Auszug.
Es fand sich eine erhöhte Rate von organisch schlecht erklärbaren Erschöpfungssyndromen und neurokognitiven Einschränkungen bei ansonsten gesunden Erwachsenen mittleren Alters, die vor ihrer Covid-19-Infektion voll im Beruf standen, jetzt aber längerfristig eingeschränkt oder sogar arbeitsunfähig sind.

In einer chinesischen Studie bei 1.733 Patienten klagten nach sechs Monaten 63 Prozent über Müdigkeit, 26 Prozent über Schlafstörungen, 23 Prozent über eine ängstliche-depressive Verstimmung.

Bei der Lungenfunktionsuntersuchung zeigten 22 Prozent eine Diffusionsstörung und fast 30 Prozent eine Verminderung der Sechs-Minuten-Gehstrecke. In einer britischen Studie fanden sich bei 14 Prozent persistierende oder episodisch rezidivierende Beschwerden, wobei drei phänotypische Cluster beschrieben werden:

  • Sensorische Störungen wie Geschmacks- und Riechstörungen, Appetitmangel, Sehstörungen
  • Neurologische Störungen wie Vergesslichkeit, Kurzzeitgedächtnisstörungen, Verwirrtheit
  • Kardio-respiratorische Symptome wie Brustenge bzw. -schmerz, Belastungsdyspnoe, Erschöpfung, Ruhe-oder Belastungsdyspnoe, Herzstolpern, Herzklopfen (Winfried Kern, Freiburg i. Br.)

Vorliegende Einträge.

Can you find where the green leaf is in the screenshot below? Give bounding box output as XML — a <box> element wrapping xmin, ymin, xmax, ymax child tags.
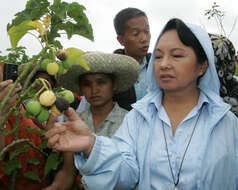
<box><xmin>26</xmin><ymin>126</ymin><xmax>45</xmax><ymax>135</ymax></box>
<box><xmin>50</xmin><ymin>0</ymin><xmax>68</xmax><ymax>20</ymax></box>
<box><xmin>66</xmin><ymin>2</ymin><xmax>94</xmax><ymax>41</ymax></box>
<box><xmin>4</xmin><ymin>160</ymin><xmax>22</xmax><ymax>175</ymax></box>
<box><xmin>44</xmin><ymin>152</ymin><xmax>63</xmax><ymax>176</ymax></box>
<box><xmin>27</xmin><ymin>158</ymin><xmax>40</xmax><ymax>165</ymax></box>
<box><xmin>8</xmin><ymin>21</ymin><xmax>35</xmax><ymax>49</ymax></box>
<box><xmin>24</xmin><ymin>171</ymin><xmax>41</xmax><ymax>183</ymax></box>
<box><xmin>65</xmin><ymin>48</ymin><xmax>90</xmax><ymax>71</ymax></box>
<box><xmin>9</xmin><ymin>144</ymin><xmax>30</xmax><ymax>160</ymax></box>
<box><xmin>7</xmin><ymin>0</ymin><xmax>50</xmax><ymax>30</ymax></box>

Aufgabenteile.
**1.** Wie viel Prozent der Patienten in der chinesischen Studie klagten laut dem Auszug über Beschwerden nach Covid-19 nach sechs Monaten über Müdigkeit?
**2.** Gib den Teil des Auszugs über Beschwerden nach Covid-19 zwischen „In einer chinesischen“ und „Freiburg i. Br.)“ einschließlich wortgetreu wieder.
**3.** Schreibe den Auszug über Beschwerden nach Covid-19 im Anschluss an seinen letzten Satz weiter.

Lösungen je Aufgabe.
**1.** 63 Prozent

**2.**
In einer chinesischen Studie bei 1.733 Patienten klagten nach sechs Monaten 63 Prozent über Müdigkeit, 26 Prozent über Schlafstörungen, 23 Prozent über eine ängstliche-depressive Verstimmung.

Bei der Lungenfunktionsuntersuchung zeigten 22 Prozent eine Diffusionsstörung und fast 30 Prozent eine Verminderung der Sechs-Minuten-Gehstrecke. In einer britischen Studie fanden sich bei 14 Prozent persistierende oder episodisch rezidivierende Beschwerden, wobei drei phänotypische Cluster beschrieben werden:

  • Sensorische Störungen wie Geschmacks- und Riechstörungen, Appetitmangel, Sehstörungen
  • Neurologische Störungen wie Vergesslichkeit, Kurzzeitgedächtnisstörungen, Verwirrtheit
  • Kardio-respiratorische Symptome wie Brustenge bzw. -schmerz, Belastungsdyspnoe, Erschöpfung, Ruhe-oder Belastungsdyspnoe, Herzstolpern, Herzklopfen (Winfried Kern, Freiburg i. Br.)

**3.**
Riechstörungen

Häufige Ursachen für Riechstörungen sind:

  • Schädel- oder Schädelhirntraumata mit okzipitalem oder frontalem Aufprall (traumatische Anosmie)
  • Verlegung der Riechspalte durch Polypen oder Tumoren, Mundatmung, Tracheotomie, Laryngektomie (respiratorische Anosmie)
  • Neurodegenerative Anosmie bei Demenz oder Parkinson-Syndrom
  • Virale bzw. postvirale Anosmie vor allem bei Covid-19 und Parainfluenza-Viren (essenzielle Anosmie)
  • Medikamentös induzierte Riech- störung
  • Schadstoff-bedingte Riechstörung
  • Zentral bedingte Riechstörung z.B. bei Frontalhirntumoren
  • Kongenitale Riechstörung.

Neurodegenerative Riechstörungen sind weder einer kausalen noch einer symptomatischen Therapie zugänglich. Bei der postviralen Anosmie empfiehlt sich ein Riechtraining. (Heinrich Ito, Erlangen)

Antibiotika-Verbrauch

Deutschland liegt im europäischen Vergleich mit seinem ambulanten Antibiotika-Verbrauch in der unteren Hälfte. Die Verschreibungsraten sind in den letzten 10 Jahren auch in Deutschland noch weiter zurückgegangen und zwar um zwei Prozent jährlich.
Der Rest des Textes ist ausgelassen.